__Document text__:
━━━━

A population of tiger snakes on an island in Western Australia are able to increase their skull bones to enable them to eat large prey. These findings are surprising because mainland tiger snakes less than 30 kilometres away have no such ability.
“Much like an athlete’s body changes shape with intense training, the [Carnac] Island tiger snake’s skull adapts to the food it needs to survive,” says Adelaide University palaeontologist Dr Alessandro Palci.
“Island tiger snakes start showing shape changes in their skull bones only after prolonged feeding on large prey.”
On Carnac Island, the snakes (Notechis scutatus) eat chicks of seabirds, which are quite large. Tiger snakes on the mainland mostly eat much smaller prey like frogs.
This adaptation to be able to eat them when required is called ‘diet-induced phenotypic plasticity’. It’s important to note that increasing the bones in their jaw isn’t evolution – this change is occurring over the snake’s lifetime.
However, the ability to undertake this phenotypic plasticity at all is something that has evolved in this island population — the snakes offspring share the ability.
But this plasticity didn’t take millions of years to occur – it took less than 100. Snakes were only introduced to Carnac Island around 100 years before, potentially dumped by a snake performer to avoid trouble with the law.

━━━━

__Parts of the exercise__:
A – What scientific name does the tiger snake article give for the snakes on Carnac Island?
B – Using the tiger snake article, say whether each statement agrees with it, and quote the deciding words: (i) Mainland tiger snakes mostly eat smaller prey such as frogs. (ii) The growth of the snakes' jaw bones counts as evolution. (iii) The island snakes' offspring share the ability to change their skull bones.
C – Extend the tiger snake article with a further paragraph that picks up after its last sentence.
The rows are separate material with no connection to the tiger snake article.

__Given data__:

━━━━

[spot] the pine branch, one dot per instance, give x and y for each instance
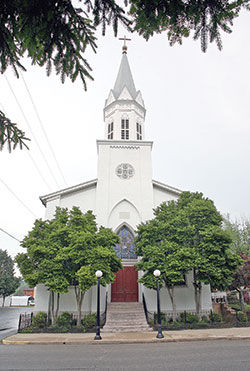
(10, 135)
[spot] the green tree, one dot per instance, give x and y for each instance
(8, 282)
(67, 250)
(158, 251)
(39, 264)
(191, 229)
(88, 250)
(56, 33)
(241, 279)
(239, 233)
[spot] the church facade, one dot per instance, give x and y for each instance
(122, 196)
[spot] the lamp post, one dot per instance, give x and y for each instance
(98, 336)
(157, 274)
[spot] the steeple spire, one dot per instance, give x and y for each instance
(124, 78)
(124, 48)
(124, 111)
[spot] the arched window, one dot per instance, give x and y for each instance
(126, 248)
(138, 131)
(110, 130)
(125, 127)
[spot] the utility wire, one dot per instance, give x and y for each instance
(1, 229)
(26, 207)
(44, 132)
(32, 160)
(53, 176)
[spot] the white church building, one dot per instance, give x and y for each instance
(122, 196)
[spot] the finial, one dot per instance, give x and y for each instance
(124, 48)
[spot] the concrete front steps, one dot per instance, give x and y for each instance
(125, 317)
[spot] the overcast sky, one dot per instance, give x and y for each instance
(197, 116)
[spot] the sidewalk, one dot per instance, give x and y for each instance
(131, 337)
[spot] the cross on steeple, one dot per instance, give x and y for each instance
(124, 48)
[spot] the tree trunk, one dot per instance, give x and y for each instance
(57, 303)
(52, 308)
(242, 305)
(49, 307)
(197, 295)
(79, 301)
(172, 298)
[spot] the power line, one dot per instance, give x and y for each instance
(44, 132)
(9, 234)
(53, 176)
(26, 207)
(32, 160)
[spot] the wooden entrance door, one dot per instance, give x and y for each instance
(125, 287)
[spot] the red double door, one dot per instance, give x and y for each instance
(125, 287)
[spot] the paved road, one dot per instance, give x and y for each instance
(9, 317)
(190, 356)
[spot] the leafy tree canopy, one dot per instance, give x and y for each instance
(240, 235)
(187, 235)
(56, 33)
(8, 282)
(68, 250)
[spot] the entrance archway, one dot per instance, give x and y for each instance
(125, 287)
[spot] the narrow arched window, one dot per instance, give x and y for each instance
(110, 130)
(126, 248)
(125, 128)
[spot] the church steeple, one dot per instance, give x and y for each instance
(124, 111)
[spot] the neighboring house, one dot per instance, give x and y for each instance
(29, 292)
(122, 196)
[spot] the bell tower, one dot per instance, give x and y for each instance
(124, 111)
(124, 187)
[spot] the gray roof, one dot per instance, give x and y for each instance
(124, 78)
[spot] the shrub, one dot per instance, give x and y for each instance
(89, 321)
(242, 317)
(215, 317)
(163, 317)
(190, 318)
(247, 307)
(204, 319)
(63, 320)
(39, 320)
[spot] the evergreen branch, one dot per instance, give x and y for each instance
(10, 135)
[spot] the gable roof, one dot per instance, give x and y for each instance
(67, 191)
(166, 188)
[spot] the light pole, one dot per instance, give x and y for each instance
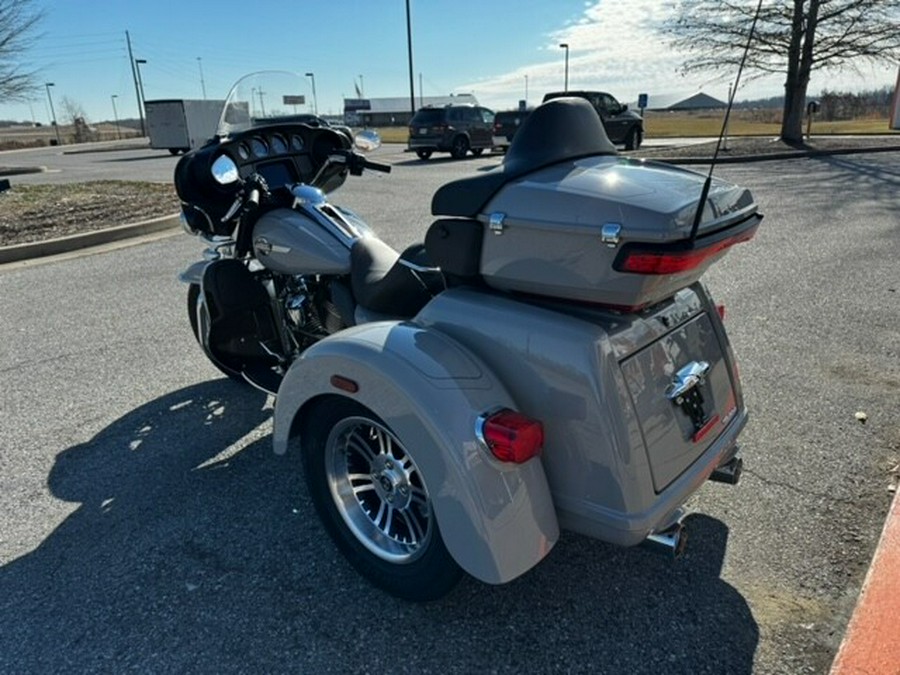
(312, 77)
(412, 86)
(565, 45)
(137, 63)
(53, 112)
(202, 83)
(116, 116)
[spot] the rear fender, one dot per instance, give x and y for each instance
(194, 273)
(497, 519)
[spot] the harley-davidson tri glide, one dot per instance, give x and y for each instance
(547, 358)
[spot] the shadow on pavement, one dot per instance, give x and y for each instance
(192, 550)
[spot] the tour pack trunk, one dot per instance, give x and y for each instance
(609, 230)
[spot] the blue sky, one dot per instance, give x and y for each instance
(492, 48)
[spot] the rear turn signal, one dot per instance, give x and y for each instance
(510, 436)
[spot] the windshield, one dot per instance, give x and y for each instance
(265, 98)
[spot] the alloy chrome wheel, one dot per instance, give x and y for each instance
(372, 499)
(378, 490)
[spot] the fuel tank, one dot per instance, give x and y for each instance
(290, 242)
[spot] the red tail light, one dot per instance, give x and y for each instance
(641, 259)
(510, 436)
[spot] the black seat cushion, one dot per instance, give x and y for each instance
(562, 129)
(455, 246)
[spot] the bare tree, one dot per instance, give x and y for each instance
(71, 110)
(794, 37)
(18, 21)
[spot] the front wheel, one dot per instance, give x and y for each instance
(373, 501)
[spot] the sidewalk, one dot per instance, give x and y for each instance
(872, 642)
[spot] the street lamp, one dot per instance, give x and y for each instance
(137, 66)
(565, 46)
(116, 116)
(202, 83)
(138, 62)
(315, 100)
(53, 112)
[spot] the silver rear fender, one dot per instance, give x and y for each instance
(497, 519)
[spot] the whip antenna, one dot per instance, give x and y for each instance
(704, 194)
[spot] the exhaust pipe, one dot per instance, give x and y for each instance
(730, 472)
(669, 542)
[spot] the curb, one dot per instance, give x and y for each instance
(40, 249)
(871, 643)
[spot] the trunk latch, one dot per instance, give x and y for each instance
(685, 393)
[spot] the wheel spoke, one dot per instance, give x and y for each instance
(378, 490)
(360, 447)
(416, 531)
(386, 528)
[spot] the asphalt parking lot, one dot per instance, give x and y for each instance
(147, 526)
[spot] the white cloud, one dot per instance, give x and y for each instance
(614, 46)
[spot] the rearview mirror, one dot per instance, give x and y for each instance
(224, 170)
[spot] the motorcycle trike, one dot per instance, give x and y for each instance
(547, 357)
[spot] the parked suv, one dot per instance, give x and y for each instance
(623, 126)
(506, 124)
(454, 128)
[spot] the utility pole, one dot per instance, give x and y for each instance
(116, 116)
(202, 83)
(312, 77)
(137, 90)
(412, 86)
(137, 64)
(53, 112)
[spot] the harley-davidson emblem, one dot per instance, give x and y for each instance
(264, 247)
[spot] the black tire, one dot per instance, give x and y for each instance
(193, 299)
(633, 139)
(459, 147)
(355, 466)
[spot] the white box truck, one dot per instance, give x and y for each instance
(180, 125)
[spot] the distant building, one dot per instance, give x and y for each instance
(667, 102)
(698, 102)
(386, 112)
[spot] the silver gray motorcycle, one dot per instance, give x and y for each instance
(547, 358)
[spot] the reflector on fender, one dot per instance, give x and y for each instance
(510, 436)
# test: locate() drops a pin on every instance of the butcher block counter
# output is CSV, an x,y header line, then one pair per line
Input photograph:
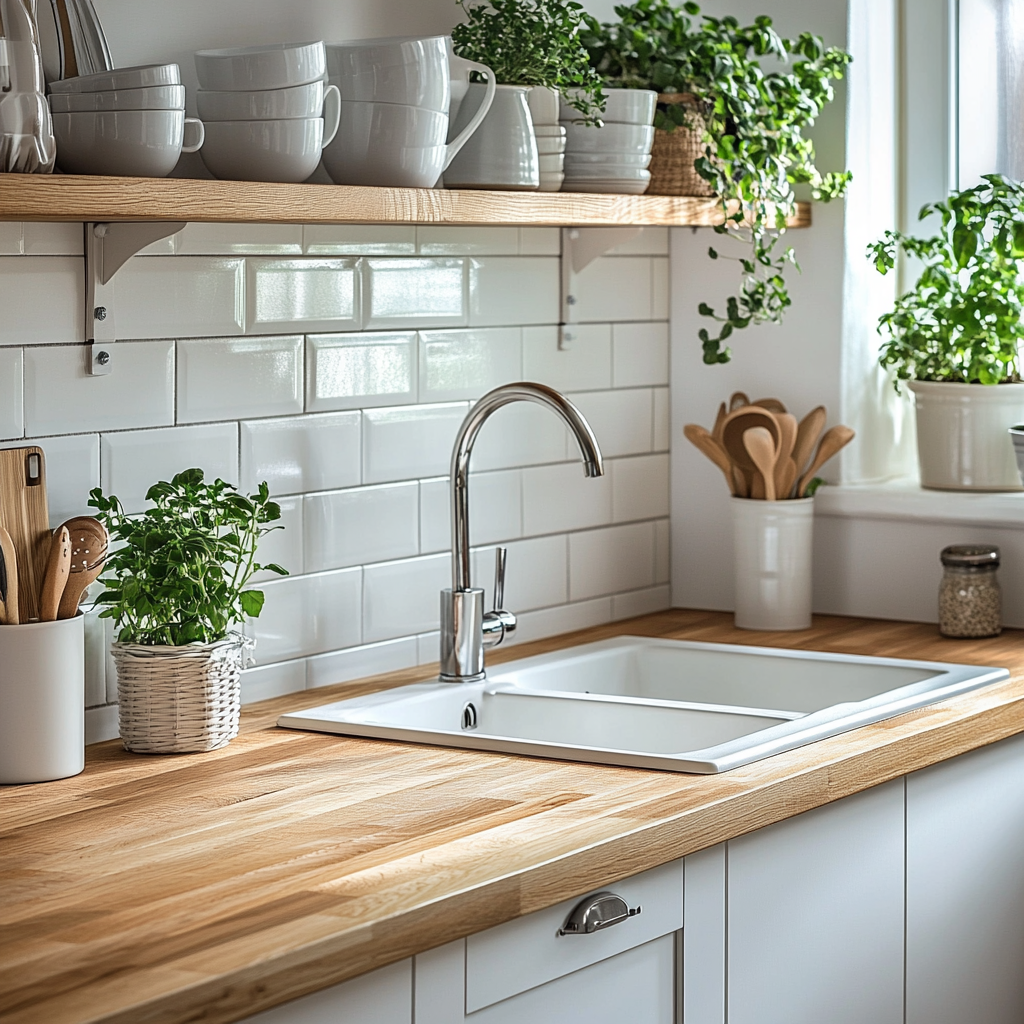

━━━━

__Answers provided__:
A – Notechis scutatus

B –
(i) Yes: "Tiger snakes on the mainland mostly eat much smaller prey like frogs."
(ii) No: "increasing the bones in their jaw isn’t evolution – this change is occurring over the snake’s lifetime."
(iii) Yes: "the snakes offspring share the ability."

C –
This has been looked at before in some detail, but previous studies only looked at external head dimensions. With 3D model imaging the researchers were able to further reveal which skull bones were responding to the drastic dietary change.
The team took 15 baby snakes whose mums were from Carnac Island and 31 baby snakes whose mums were from Herdsman Lake nearby on the mainland. Half of each were given only small mice, and half were given only large mice.
After a year the snakes were analysed to see how their jaws had held up.
“The island forms showed diet-induced plasticity within … the mandible and palatopterygoid, which grew longer when the snakes were fed larger prey,” the researchers write in their new paper.
“Importantly, skull plasticity was expressed only after prolonged dietary stress, and was not clearly observable until the snakes approached adulthood.”
The research has been published in Evolutionary Biology.